- **Work order 1**
Do these statements agree with the article on the Kenya Airways pilot strike? For each, answer yes or no and quote the words from the article that decide it. (a) At least 12,000 passengers have been affected by the strike. (b) Kenya Airways estimated that the strike would cost it Ksh2.1 billion per day. (c) The airline posted the new vacancies on its LinkedIn page.
- **Work order 2**
Can you reproduce, word for word, the part of the article on the Kenya Airways pilot strike that opens with the words containing "National carrier Kenya" and closes with "Executive – Sustainability."?
- **Work order 3**
Could you carry on the article on the Kenya Airways pilot strike, starting after its final sentence?

- **Given text**
=== Begin Enclosure ===

National carrier Kenya Airways has begun the process of recruiting pilots, as well as a Chief Pilot, as a strike by pilots enters its third day. At least 12,000 passengers have been affected by the strike, with almost all passenger and cargo flights cancelled.
Kenya Airways had warned that the strike would cost it Ksh300 million per day or Ksh2.1 billion per week. Despite maintaining that the strike is íllegal following the granting of a temporary injunction stopping it last week, the airline’s pleas to pilots to return to work have fallen on deaf ears. The airline has vowed to take disciplinary action against the striking workers.
Within the last three days, the airline has posted new vacancies on its LinkedIn page for the positions of Chief Pilot, Pilot – Captain and Pilot – First Officer. The airline is also recruiting a Legal Counsel and a Brand Executive – Sustainability.
It is instructive to note that responsibilities of the Chief Pilot include ‘discussing operational and personal problems with pilots to improve morale and efficiency’ and ‘representing the company in advisory capacity during contract negotiations with pilots’ union’.
It remains to be seen how quickly Kenya Airways could potentially recruit and onboard new pilots, particularly in the face of a global pilot shortage and considering its own financial struggles. KQ cut its loss in the first six months of 2022 by 14.5% to Ksh9.9 billion, compared to the Ksh11.5 billion loss it posted in the corresponding period last year.

=== End Enclosure ===

- **Information supplied**
=== Begin Enclosure ===

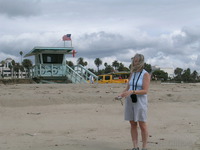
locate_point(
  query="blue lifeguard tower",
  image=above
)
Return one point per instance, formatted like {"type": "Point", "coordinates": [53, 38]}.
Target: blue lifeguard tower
{"type": "Point", "coordinates": [50, 66]}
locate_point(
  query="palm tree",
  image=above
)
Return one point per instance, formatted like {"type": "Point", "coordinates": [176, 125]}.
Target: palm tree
{"type": "Point", "coordinates": [21, 53]}
{"type": "Point", "coordinates": [115, 64]}
{"type": "Point", "coordinates": [3, 63]}
{"type": "Point", "coordinates": [98, 62]}
{"type": "Point", "coordinates": [27, 63]}
{"type": "Point", "coordinates": [105, 64]}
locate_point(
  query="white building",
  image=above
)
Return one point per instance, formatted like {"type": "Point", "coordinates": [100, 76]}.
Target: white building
{"type": "Point", "coordinates": [170, 71]}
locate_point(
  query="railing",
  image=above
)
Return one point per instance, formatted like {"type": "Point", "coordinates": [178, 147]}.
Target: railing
{"type": "Point", "coordinates": [85, 72]}
{"type": "Point", "coordinates": [77, 74]}
{"type": "Point", "coordinates": [74, 76]}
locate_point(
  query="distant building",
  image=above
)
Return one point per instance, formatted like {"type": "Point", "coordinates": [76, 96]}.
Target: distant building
{"type": "Point", "coordinates": [170, 71]}
{"type": "Point", "coordinates": [7, 72]}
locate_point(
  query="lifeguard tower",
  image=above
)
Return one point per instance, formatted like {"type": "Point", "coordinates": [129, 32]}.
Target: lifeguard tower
{"type": "Point", "coordinates": [50, 66]}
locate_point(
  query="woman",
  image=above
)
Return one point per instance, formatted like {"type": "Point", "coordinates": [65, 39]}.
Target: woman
{"type": "Point", "coordinates": [136, 112]}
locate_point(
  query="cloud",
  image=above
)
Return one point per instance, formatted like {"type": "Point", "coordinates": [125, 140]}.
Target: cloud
{"type": "Point", "coordinates": [22, 8]}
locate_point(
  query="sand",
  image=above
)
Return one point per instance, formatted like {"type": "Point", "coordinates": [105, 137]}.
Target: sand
{"type": "Point", "coordinates": [85, 117]}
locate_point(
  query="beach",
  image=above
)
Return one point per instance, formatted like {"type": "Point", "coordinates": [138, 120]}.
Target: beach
{"type": "Point", "coordinates": [86, 117]}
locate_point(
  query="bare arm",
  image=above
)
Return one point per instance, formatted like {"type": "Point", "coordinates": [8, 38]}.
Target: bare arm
{"type": "Point", "coordinates": [145, 85]}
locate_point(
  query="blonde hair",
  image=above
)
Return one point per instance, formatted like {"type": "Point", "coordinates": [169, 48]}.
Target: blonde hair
{"type": "Point", "coordinates": [140, 65]}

=== End Enclosure ===

- **Answer 1**
(a) Yes: "At least 12,000 passengers have been affected by the strike"
(b) No: "Ksh300 million per day or Ksh2.1 billion per week"
(c) Yes: "the airline has posted new vacancies on its LinkedIn page"

- **Answer 2**
National carrier Kenya Airways has begun the process of recruiting pilots, as well as a Chief Pilot, as a strike by pilots enters its third day. At least 12,000 passengers have been affected by the strike, with almost all passenger and cargo flights cancelled.
Kenya Airways had warned that the strike would cost it Ksh300 million per day or Ksh2.1 billion per week. Despite maintaining that the strike is íllegal following the granting of a temporary injunction stopping it last week, the airline’s pleas to pilots to return to work have fallen on deaf ears. The airline has vowed to take disciplinary action against the striking workers.
Within the last three days, the airline has posted new vacancies on its LinkedIn page for the positions of Chief Pilot, Pilot – Captain and Pilot – First Officer. The airline is also recruiting a Legal Counsel and a Brand Executive – Sustainability.

- **Answer 3**
With the post-Covid bounce back in the aviation sector, demand for pilots is projected to outstrip supply in most regions globally between 2022 and 2024 — and continue to worsen over the next ten years. Oliver Wyman projects global aviation to be short nearly 80,000 pilots by 2032.
The Kenya Airline Pilots Association (Kalpa) has maintained that pilots will withdraw their services until the management of Kenya Airways addresses their concerns. Importantly, they are demanding payment of deferred salaries and contributions to the provident fund, as well as the resignation of top management including CEO Allan Kilavuka and Chairman Michael Joseph among other ‘irreducible minimums’.
KQ acknowledges that it owes the pilots, but maintains it is impossible to meet their demands immediately due to the airline’s poor fiscal health, stating: “We are aware that KALPA has given notice of a strike, with the main grievance being the non-payment of contributions to the Provident funds. We recognize this as a genuine grievance but don’t believe its a justifiable strike reason, as no amount of strike action can produce more cash to pay both the deferred salaries and provident fund contributions simultaneously.”
The strike has turned into a nightmare not just for KQ, its staff and management, but also the State which has poured billions into the loss-making national carrier in recent bailouts. KQ, which last recorded a profit in 2012, has maintained that it is on track to break even in 2024 and be profitable thereafter.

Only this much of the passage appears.